# WORK TASK 1
Do these statements agree with the Andrew J. Harper text? For each one, answer yes or no and quote the words from the text that decide it.
(a) The neighbor provided the names of his grandfather and great-grandfather.
(b) The 13th Regiment had a clear reason to be in the area of Annapolis.
(c) Andrew J. Harper died in a prison camp in Charleston, SC.
# WORK TASK 2
What comes next in the Andrew J. Harper text? Continue it from after its final sentence.

# EXERCISE TEXT
As I was showing my family, it struck me that our neighbor's last name is Harper. I figured the chances were slim, but I wondered if there was any relation. I contacted my neighbor to see if he knew much of his family history. He gave me the name of his grandfather and great-grandfather. After a couple of days of genealogy research, I found definitive proof that my neighbor's great-great-great-great-great grandfather's grandson was the same Andrew J. Harper. I found a photograph online of his Civil War era head stone in a cemetery in Annapolis, MD. After a little more research, I determined that there was no reason for the 13th Regiment to be in the area of Annapolis. However, there was a camp there known as Camp Parole. It was a camp used to rehabilitate soldiers received after prisoner exchanges. The camp was a filthy place where many soldiers became diseased. Those that died from their disease are largely buried in the National Cemetery in Annapolis. So Andrew J. Harper was captured as a prisoner of war, most likely during one of the heated exchanges in Virginia. After several months, he was transferred to Camp Parole from a prison camp most likely in Charleston, SC. He died in the hospital of Camp Parole.

# DATASET EXCERPTS
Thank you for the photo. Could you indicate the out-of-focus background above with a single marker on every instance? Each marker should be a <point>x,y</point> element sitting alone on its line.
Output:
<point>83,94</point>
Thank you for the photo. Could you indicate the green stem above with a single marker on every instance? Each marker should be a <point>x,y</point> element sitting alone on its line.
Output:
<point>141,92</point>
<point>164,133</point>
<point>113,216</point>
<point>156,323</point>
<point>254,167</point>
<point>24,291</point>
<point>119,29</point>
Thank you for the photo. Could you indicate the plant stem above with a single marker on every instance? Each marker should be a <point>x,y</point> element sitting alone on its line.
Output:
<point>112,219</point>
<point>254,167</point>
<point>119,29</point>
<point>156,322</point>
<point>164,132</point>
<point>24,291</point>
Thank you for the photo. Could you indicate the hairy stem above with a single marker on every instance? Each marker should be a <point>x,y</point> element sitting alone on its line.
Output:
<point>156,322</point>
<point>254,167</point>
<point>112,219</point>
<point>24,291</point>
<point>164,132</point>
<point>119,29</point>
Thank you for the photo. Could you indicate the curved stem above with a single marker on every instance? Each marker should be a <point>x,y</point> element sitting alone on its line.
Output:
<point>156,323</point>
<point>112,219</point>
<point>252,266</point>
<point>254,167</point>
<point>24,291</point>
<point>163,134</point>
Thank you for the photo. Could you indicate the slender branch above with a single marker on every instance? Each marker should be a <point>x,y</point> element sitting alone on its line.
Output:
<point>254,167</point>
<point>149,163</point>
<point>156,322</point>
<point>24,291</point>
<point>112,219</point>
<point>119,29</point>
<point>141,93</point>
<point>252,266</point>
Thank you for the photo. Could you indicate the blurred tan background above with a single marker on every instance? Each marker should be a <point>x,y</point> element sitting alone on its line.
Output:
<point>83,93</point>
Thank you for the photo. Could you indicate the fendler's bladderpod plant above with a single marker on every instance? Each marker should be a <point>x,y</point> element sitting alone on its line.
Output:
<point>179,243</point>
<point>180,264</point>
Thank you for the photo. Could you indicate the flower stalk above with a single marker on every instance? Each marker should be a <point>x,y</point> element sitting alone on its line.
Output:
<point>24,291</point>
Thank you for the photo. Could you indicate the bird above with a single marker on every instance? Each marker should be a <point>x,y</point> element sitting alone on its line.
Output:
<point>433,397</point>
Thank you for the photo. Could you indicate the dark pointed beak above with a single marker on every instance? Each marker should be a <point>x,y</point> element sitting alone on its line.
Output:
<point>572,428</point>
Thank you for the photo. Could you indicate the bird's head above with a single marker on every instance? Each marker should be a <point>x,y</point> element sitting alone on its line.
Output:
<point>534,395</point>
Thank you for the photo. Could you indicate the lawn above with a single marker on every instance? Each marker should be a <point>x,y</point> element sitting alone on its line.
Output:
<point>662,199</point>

# EXPECTED OUTPUT 1
(a) Yes: "He gave me the name of his grandfather and great-grandfather."
(b) No: "I determined that there was no reason for the 13th Regiment to be in the area of Annapolis."
(c) No: "He died in the hospital of Camp Parole."

# EXPECTED OUTPUT 2
After I made the link to my neighbor, I contacted him with the information. He was excited to hear about the news and shared the story with his dad. I met with both of them a short while later and showed them the medal, as well as the additional information I had discovered. They asked me how much I wanted for the medal, and I told them I would sell it to them for what I had in it. The opportunity to reunite this medal with the family was all the profit I needed. Sometimes you just have to do the right thing when it comes to picking.
So today, on Father's Day, I met with my neighbor and his young son in my house. We presented the medal to him with little fanfare. I'm sure he will treasure this piece of history and pass it down to his son some day. Hopefully, the medal and the story will be part of their family again for many years to come.